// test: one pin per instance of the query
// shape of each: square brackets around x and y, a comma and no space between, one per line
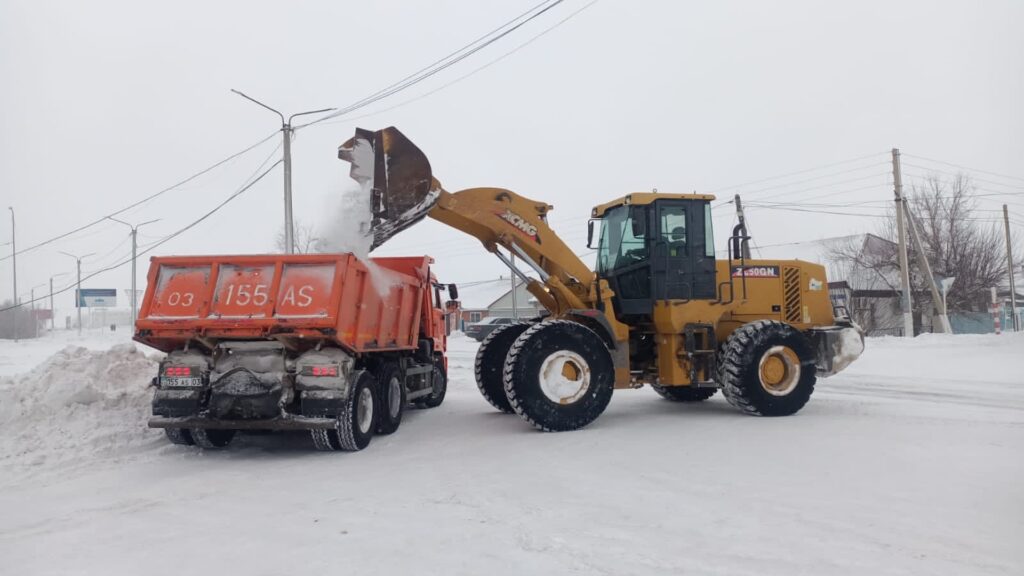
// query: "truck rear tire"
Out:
[212,439]
[440,388]
[684,394]
[559,375]
[354,426]
[491,362]
[391,388]
[767,369]
[180,437]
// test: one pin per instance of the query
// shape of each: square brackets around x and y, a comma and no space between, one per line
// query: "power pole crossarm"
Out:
[904,271]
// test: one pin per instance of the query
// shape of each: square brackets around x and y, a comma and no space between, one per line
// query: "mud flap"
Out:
[397,175]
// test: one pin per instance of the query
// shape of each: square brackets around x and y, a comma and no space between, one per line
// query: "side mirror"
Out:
[638,215]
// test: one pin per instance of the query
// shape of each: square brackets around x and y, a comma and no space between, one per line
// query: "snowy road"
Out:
[910,462]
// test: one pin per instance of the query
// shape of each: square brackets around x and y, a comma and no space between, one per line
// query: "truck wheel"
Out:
[491,362]
[179,436]
[440,388]
[767,369]
[354,426]
[391,389]
[684,394]
[558,375]
[212,439]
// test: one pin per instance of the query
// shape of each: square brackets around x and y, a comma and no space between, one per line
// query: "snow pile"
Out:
[78,405]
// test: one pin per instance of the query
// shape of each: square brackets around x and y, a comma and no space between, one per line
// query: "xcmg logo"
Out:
[519,222]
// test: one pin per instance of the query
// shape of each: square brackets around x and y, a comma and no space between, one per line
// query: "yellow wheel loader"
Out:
[659,310]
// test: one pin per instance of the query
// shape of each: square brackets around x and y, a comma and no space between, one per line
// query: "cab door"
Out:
[682,260]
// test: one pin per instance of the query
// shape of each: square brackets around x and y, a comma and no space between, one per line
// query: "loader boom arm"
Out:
[501,217]
[398,177]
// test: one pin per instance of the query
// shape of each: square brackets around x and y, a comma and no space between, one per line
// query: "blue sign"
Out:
[96,297]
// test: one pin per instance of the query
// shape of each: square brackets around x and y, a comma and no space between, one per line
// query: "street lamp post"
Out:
[134,247]
[32,299]
[287,130]
[78,291]
[52,310]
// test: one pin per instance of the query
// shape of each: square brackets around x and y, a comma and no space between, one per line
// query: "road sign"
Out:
[96,297]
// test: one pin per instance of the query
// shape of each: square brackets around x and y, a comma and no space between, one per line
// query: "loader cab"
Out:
[656,247]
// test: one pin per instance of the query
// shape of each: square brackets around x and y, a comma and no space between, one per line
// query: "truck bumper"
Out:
[279,423]
[836,347]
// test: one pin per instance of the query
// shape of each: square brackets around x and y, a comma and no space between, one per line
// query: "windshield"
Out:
[617,247]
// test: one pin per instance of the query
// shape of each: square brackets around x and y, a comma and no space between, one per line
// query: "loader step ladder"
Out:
[701,351]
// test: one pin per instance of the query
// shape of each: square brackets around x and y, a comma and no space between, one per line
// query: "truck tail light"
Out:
[328,370]
[177,371]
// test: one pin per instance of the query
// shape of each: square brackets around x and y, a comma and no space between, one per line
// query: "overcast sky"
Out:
[105,103]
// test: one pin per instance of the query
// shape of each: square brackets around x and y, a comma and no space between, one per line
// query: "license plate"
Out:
[182,381]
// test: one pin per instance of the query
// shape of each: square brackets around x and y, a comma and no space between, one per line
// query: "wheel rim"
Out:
[365,409]
[779,370]
[564,377]
[394,397]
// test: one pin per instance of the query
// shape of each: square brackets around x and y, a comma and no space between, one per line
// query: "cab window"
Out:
[617,246]
[674,229]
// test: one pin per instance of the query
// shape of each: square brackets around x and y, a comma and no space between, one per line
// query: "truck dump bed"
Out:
[298,299]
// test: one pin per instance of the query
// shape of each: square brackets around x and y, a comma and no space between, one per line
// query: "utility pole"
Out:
[134,248]
[744,244]
[926,268]
[13,262]
[1010,271]
[52,310]
[78,291]
[287,130]
[905,303]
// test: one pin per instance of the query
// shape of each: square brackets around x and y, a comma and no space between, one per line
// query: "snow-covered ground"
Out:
[910,462]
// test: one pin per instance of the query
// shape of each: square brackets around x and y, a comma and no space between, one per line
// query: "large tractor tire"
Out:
[440,388]
[767,369]
[684,394]
[212,439]
[391,387]
[491,363]
[354,426]
[559,375]
[181,437]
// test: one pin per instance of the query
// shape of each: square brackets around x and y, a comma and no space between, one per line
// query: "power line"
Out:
[156,244]
[471,73]
[798,172]
[444,63]
[144,200]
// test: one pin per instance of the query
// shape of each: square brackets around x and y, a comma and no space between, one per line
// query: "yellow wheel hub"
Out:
[779,370]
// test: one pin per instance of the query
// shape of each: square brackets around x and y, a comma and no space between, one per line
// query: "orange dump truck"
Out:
[321,342]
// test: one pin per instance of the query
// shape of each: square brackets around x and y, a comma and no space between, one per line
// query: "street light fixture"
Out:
[78,291]
[287,130]
[134,247]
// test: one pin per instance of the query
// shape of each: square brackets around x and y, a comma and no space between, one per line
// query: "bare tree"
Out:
[958,240]
[306,241]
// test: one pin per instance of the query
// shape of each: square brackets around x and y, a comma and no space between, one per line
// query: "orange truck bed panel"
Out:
[287,297]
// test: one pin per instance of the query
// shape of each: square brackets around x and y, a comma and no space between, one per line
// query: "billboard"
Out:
[96,297]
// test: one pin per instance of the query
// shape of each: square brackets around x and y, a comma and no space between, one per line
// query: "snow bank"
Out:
[78,405]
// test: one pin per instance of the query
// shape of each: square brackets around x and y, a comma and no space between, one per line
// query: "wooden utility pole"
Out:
[905,304]
[1010,270]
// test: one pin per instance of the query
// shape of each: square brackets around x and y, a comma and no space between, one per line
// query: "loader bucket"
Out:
[397,176]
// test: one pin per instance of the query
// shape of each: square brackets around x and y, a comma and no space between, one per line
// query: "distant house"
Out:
[494,297]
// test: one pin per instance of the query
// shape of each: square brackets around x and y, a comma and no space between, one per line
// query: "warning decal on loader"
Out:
[755,272]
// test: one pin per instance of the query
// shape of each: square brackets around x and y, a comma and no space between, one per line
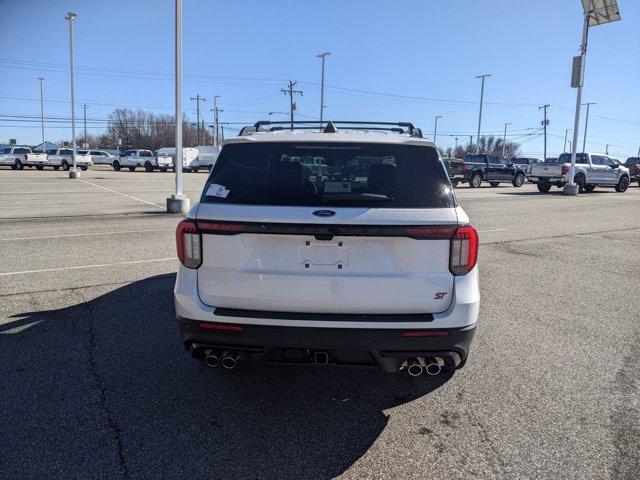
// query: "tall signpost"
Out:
[596,12]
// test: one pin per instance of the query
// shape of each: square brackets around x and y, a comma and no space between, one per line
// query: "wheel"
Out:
[476,180]
[623,183]
[518,181]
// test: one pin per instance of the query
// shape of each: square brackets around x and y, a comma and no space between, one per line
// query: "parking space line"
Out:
[80,267]
[9,239]
[120,193]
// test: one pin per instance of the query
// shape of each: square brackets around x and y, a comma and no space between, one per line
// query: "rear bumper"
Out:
[354,347]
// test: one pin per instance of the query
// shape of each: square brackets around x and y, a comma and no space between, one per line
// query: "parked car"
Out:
[592,170]
[19,157]
[525,163]
[99,157]
[374,264]
[633,164]
[207,156]
[456,169]
[493,169]
[190,162]
[63,158]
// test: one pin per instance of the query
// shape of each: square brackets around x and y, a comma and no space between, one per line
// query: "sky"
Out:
[408,60]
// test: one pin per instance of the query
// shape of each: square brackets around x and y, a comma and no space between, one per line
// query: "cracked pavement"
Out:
[95,383]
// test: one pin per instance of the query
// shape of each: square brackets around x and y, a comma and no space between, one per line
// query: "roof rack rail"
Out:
[331,126]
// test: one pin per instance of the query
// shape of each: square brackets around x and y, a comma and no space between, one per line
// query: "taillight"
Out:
[188,244]
[464,250]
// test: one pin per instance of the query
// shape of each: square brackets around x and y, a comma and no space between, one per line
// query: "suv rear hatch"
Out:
[331,227]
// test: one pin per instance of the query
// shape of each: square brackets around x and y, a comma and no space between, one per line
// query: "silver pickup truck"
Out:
[592,170]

• [Objective]: Print out every entry above without changing a word, and leave out the pictures.

• [Correct result]:
// test: one pin per instance of the query
// shape of each: square brackets around x and y, a comma and no space between, one per line
// query: "truck rear tire"
Out:
[212,439]
[440,388]
[684,394]
[559,375]
[354,426]
[491,362]
[391,388]
[767,369]
[180,437]
// test: one pin per instance of the query
// shape of each: square brackets around x and y, a comma and no space between, one per line
// query: "power pole crossarm"
Out:
[904,271]
// test: one pin per instance of the query
// shape of each: square brackets around x and y, a comma and no space between, one per line
// query: "mud flap"
Out:
[397,175]
// test: one pin per instance of the query
// shape of each: square brackets around x and y, a comma and no space between, one per line
// query: "side mirror"
Out:
[638,215]
// test: one pin per instance of the query
// shape of each: square brackets around x and y, a comma and no space between, one per line
// query: "snowy road"
Out:
[910,462]
// test: one pin per instance of the query
// shape of each: square brackets around x and y, a comma and no space between, one per line
// query: "truck wheel"
Out:
[491,362]
[179,436]
[440,388]
[767,369]
[354,426]
[391,389]
[684,394]
[558,375]
[212,439]
// test: one pin per instance of the query
// shape of each: square brackets around x and y, a comma and no space between, one per line
// query: "snow pile"
Out:
[78,405]
// test: one pin per instance of the query
// shape of each: square brackets around x and y, a comma and no space between, one per line
// query: "xcmg logo"
Out:
[519,222]
// test: one pin per instance of the query
// shape of each: square brackets around x and y, a comma and no space between, one per line
// query: "yellow wheel loader"
Out:
[659,310]
// test: one pin per instance of the query
// shape of each: square brackets around x and y, a comma and no space between, one per line
// query: "cab door"
Out:
[682,260]
// test: one pin per instance of the query
// shape of each: square brackets around x and y, a comma and no space between, one per line
// query: "loader boom arm"
Out:
[501,217]
[398,177]
// test: one pin per instance of the query
// shape of each: square brackets around x and y, a comma and no space between, one per line
// query: "blue sign"
Out:
[96,297]
// test: one pin per instance of the query
// shape of each: square brackets around x and y, a comma and no space between, one per line
// query: "street lamp post"
Out:
[134,247]
[32,299]
[287,130]
[78,291]
[52,310]
// test: one pin per instance of the query
// shape of each: square brackets around x and y, a comma and no space between, one per line
// query: "road sign"
Out:
[96,297]
// test: one pin per instance of the query
// shape of each: square brackets around x and y, a comma and no space between, one per line
// query: "loader cab"
Out:
[656,247]
// test: one pin per instance of the query
// shape of each: square brackets around x and y, a comma and no space between, one per line
// query: "truck bumper"
Out:
[279,423]
[836,347]
// test: one pin per instance of the query
// shape of each: square brackets around x and y, a comma and no space between, one per line
// query: "windshield"
Out:
[617,247]
// test: one pin per instance of the query
// shape of each: square brackets around x and y, a comma and no space between, one per line
// query: "loader step ladder"
Out:
[701,351]
// test: one pin per instance of the query
// shape of each: square brackets around x and y, a comma and no space between, one per line
// query: "truck tail light"
Out:
[328,370]
[177,371]
// test: one pin per instance of the query
// shape of each: square brackets around x and y, a comma and no space between, one per line
// query: "overcast sky"
Out:
[105,103]
// test: one pin per instance of the query
// shape of each: square brackets around x and y, a comma and no space between, one per line
// query: "license plate"
Out:
[182,381]
// test: one pin per instance of the query
// shape of each: square brackets around x and y, a comma and no space between, one per line
// query: "wheel rim"
Out:
[365,409]
[779,370]
[564,377]
[394,397]
// test: one pin per instance of the query
// shape of each: square brackets around x and y, a comma and no space between, one per line
// query: "cab window"
Out:
[617,246]
[674,229]
// test: one pin per instance of the query
// shape of each: square brackets around x and y, a comma and no space between, one per line
// query: "truck dump bed"
Out:
[298,299]
// test: one pin per instance of the query
// shape of each: square brackets around x and y, a comma and no space between, one per line
// query: "utility pole"
Out:
[134,248]
[744,244]
[926,268]
[13,262]
[1010,271]
[52,310]
[78,291]
[287,130]
[905,303]
// test: one pin per instance of the query
// shape of each: square brackets around x and y, a comma and no space between, one per line
// query: "snow-covered ground"
Out:
[910,462]
// test: one pin per instance of the query
// shape of each: square brackets around x and y, a comma and no space between, one per line
// query: "large tractor tire"
Out:
[440,388]
[767,369]
[684,394]
[212,439]
[391,387]
[491,363]
[354,426]
[559,375]
[181,437]
// test: one pin per instance of the query
// shape of each: square brackets around x and y, a comma and no space between, one per line
// query: "power line"
Out:
[156,244]
[471,73]
[798,172]
[444,63]
[144,200]
// test: one pin per instance of the query
// shape of each: square brackets around x and y, a comma and no space between, one per line
// query: "yellow wheel hub"
Out:
[779,370]
// test: one pin per instance of the query
// shape of each: square brackets around x and y, a comma and no space between, one per line
// query: "orange dump truck"
Out:
[321,342]
// test: one pin per instance of the query
// shape of each: square brackets around x and y, a comma and no space between, one per line
// query: "street light fixture"
Out:
[78,291]
[287,130]
[134,247]
// test: one pin per instance of the query
// shape of each: square brackets around x and y, a comma and no space between, one per line
// query: "bare tree"
Out:
[958,240]
[306,241]
// test: one pin per instance of the query
// shape of each: square brackets around x and y, a comma and no space between, one per line
// query: "orange truck bed panel"
Out:
[287,297]
// test: one pin per instance of the query
// shape of each: square brackets around x and y, a comma and no space between, one per line
// query: "billboard"
Out:
[96,297]
// test: one pin per instance of the query
// shape of each: square brackets around x and y, a comma and no space between, one per line
// query: "snow bank"
Out:
[78,405]
// test: one pin per instance of the query
// shape of each: square brackets around x and y, a comma and no space between, one per line
// query: "wooden utility pole"
Out:
[905,304]
[1010,270]
// test: one pin per instance of the query
// shape of each: square brackets around x and y, a comma and no space between, one per line
// query: "loader bucket"
Out:
[397,176]
// test: one pin per instance of the query
// shape of each: square brackets around x and y, a comma and no space between, one per line
// query: "distant house"
Out:
[494,297]
// test: one pin per instance of the query
// shape of each: square brackets around x and y, a comma and no space between, one per line
// query: "warning decal on loader"
Out:
[755,272]
// test: one pin per instance of the query
// shape of each: square brackets around x and y, a comma and no space between, one per line
// query: "tall signpost"
Out:
[596,12]
// test: one pin per instance of the query
// shape of each: square brackets around x and y, a comma and no space between, one per line
// query: "wheel"
Out:
[476,180]
[623,183]
[518,181]
// test: one pin per instance of the query
// shape of each: square brackets around x and y, a comma and no space between, one per line
// query: "parking space line"
Out:
[80,267]
[9,239]
[120,193]
// test: one pin per instance of the query
// shape of each: square brackets around x and y, a comma and no space between, one per line
// query: "rear bumper"
Out:
[354,347]
// test: one pin per instance of the query
// shape of each: square brackets around x and y, a comma and no space between, one per line
// query: "parked car"
Out:
[592,170]
[19,157]
[525,163]
[99,157]
[374,264]
[633,164]
[207,156]
[456,169]
[493,169]
[190,162]
[63,158]
// test: one pin per instance of the query
// shape of each: square brackets around x and y, a comma and no space between, one per line
// query: "sky"
Out:
[408,60]
// test: one pin per instance of the query
// shape of each: square brackets around x and y, a comma and no space between, one per line
// query: "cracked pavement"
Out:
[95,383]
// test: one pin per instance of the query
// shape of each: square brackets around x and y, a comma and no space between, one per line
// query: "roof rack rail"
Out:
[331,126]
// test: one pin per instance of the query
// shape of each: square brackets around x and y, a comma and no space between, one per line
// query: "taillight"
Out:
[188,244]
[464,250]
// test: one pin per instance of the query
// shape of each: square brackets around x and y, a comma and no space between, one per line
// query: "suv rear hatch"
Out:
[331,227]
// test: one pin per instance of the query
// shape of each: square brackets around x and y, a comma and no space between, one per line
// query: "silver pickup truck"
Out:
[592,170]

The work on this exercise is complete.